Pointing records
[start]
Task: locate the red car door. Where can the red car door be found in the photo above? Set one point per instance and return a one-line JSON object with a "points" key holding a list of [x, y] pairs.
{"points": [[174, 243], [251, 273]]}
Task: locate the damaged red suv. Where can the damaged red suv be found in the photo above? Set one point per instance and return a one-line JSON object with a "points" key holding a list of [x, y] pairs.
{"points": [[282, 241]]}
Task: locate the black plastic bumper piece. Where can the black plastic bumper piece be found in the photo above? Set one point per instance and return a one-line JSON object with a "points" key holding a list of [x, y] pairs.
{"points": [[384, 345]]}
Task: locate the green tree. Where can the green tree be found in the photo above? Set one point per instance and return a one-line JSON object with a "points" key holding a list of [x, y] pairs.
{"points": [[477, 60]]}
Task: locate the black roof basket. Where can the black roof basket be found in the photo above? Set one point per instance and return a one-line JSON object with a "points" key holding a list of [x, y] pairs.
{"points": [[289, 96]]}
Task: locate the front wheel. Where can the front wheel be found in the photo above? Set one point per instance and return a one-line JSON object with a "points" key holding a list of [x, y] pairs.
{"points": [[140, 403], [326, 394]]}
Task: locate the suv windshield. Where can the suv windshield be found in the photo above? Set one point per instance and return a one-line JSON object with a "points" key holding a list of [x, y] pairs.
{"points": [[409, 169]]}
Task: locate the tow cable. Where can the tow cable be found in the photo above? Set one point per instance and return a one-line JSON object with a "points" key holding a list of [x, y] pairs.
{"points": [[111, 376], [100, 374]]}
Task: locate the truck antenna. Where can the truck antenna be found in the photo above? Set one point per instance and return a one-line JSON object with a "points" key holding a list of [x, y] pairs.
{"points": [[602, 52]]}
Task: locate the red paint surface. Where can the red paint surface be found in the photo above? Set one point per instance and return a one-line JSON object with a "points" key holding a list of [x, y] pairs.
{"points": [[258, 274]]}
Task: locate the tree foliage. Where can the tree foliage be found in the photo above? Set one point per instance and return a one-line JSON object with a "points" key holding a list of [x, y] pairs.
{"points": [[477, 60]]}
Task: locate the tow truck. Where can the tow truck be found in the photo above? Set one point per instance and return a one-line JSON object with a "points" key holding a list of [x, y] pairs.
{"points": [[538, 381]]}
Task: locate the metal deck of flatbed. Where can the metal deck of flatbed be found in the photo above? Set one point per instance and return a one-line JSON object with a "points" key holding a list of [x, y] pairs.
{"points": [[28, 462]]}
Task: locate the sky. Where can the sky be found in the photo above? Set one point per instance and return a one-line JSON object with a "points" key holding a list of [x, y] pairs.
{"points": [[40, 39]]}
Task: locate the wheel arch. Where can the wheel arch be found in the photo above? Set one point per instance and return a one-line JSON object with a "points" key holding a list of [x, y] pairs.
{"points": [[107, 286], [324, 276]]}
[end]
(WRITTEN REQUEST): Arrange every line of the items above as a Markdown table with the columns Row and Item Line, numbering each row and omitting any blank lines.

(OUTPUT OF THE TASK):
| Row | Item Line |
|---|---|
| 1 | Task: locate the red car door. Where can the red car door be found in the photo above? Set one point per instance and return a one-line JSON object with a "points" key holding a list of [x, y] pairs. |
| 2 | {"points": [[174, 243], [251, 273]]} |
| 3 | Task: locate the damaged red suv. Where can the damaged red suv be found in the photo above? Set one point per instance and return a one-line JSON object with a "points" key holding a list of [x, y] pairs. |
| 4 | {"points": [[282, 241]]} |
| 5 | Task: locate the black plastic bumper piece. Where can the black plastic bumper piece be found in the photo above? Set one point per instance and return a one-line JSON object with a "points" key holding a list of [x, y] pairs. |
| 6 | {"points": [[384, 345]]} |
| 7 | Task: locate the green tree. Where can the green tree be found in the photo above? Set one point per instance and return a one-line JSON object with a "points" key holding a list of [x, y] pairs. |
| 8 | {"points": [[477, 60]]} |
| 9 | Task: locate the black roof basket. Where can the black roof basket be found in the photo above? Set one point per instance and return a one-line JSON object with a "points" key holding a list of [x, y] pairs. |
| 10 | {"points": [[289, 96]]} |
| 11 | Task: locate the front wheel. Where can the front wheel be found in the photo above? Set one point per instance and return a one-line JSON object with a "points" key holding a list of [x, y] pairs. |
| 12 | {"points": [[140, 403], [326, 394]]} |
| 13 | Task: locate the suv windshield. Where can the suv windshield be found in the photo above? Set one point per instance and return a one-line JSON object with a "points" key holding a list of [x, y] pairs. |
| 14 | {"points": [[409, 169]]} |
| 15 | Task: locate the tow cable. Where can the tow cable be found in the photo above? Set one point per instance and return a one-line JSON object with a "points" key holding a list of [x, y] pairs. |
| 16 | {"points": [[111, 376], [100, 374]]} |
| 17 | Task: locate the truck antenna. Where can the truck antenna be found in the photo above? Set one point per instance and return a one-line JSON object with a "points" key holding a list of [x, y] pairs. |
| 18 | {"points": [[602, 52]]} |
| 19 | Task: locate the red paint surface. Where can the red paint surface be found in the photo above? Set one point per instance and return a one-line JSON object with a "points" key holding a list of [x, y] pairs. |
| 20 | {"points": [[258, 274]]} |
| 21 | Task: locate the tree foliage. Where can the tree foliage be found in the photo above? Set one point per instance and return a one-line JSON object with a "points" key holding a list of [x, y] pairs. |
| 22 | {"points": [[477, 60]]} |
| 23 | Task: locate the tow truck. Where can the tow truck be found in the photo above? Set one point per instance and return a one-line JSON object with a "points" key holding a list of [x, y] pairs. |
| 24 | {"points": [[538, 381]]} |
| 25 | Task: locate the metal deck of flatbed. Where can the metal deck of flatbed be found in the photo above? Set one point per instance and return a one-line JSON object with a "points" key holding a list of [x, y] pairs. |
| 26 | {"points": [[28, 462]]} |
| 27 | Task: locate the sky. Where can the sky be found in the photo above? Set one point per instance and return a one-line JSON object with a "points" key holding a list of [x, y] pairs. |
| 28 | {"points": [[40, 39]]} |
| 29 | Task: locate the wheel arch. Where can the wheel arch be found in the photo above? Set one point per instance and return a one-line JSON object with a "points" key holding a list of [x, y] pairs. |
| 30 | {"points": [[107, 286], [324, 276]]} |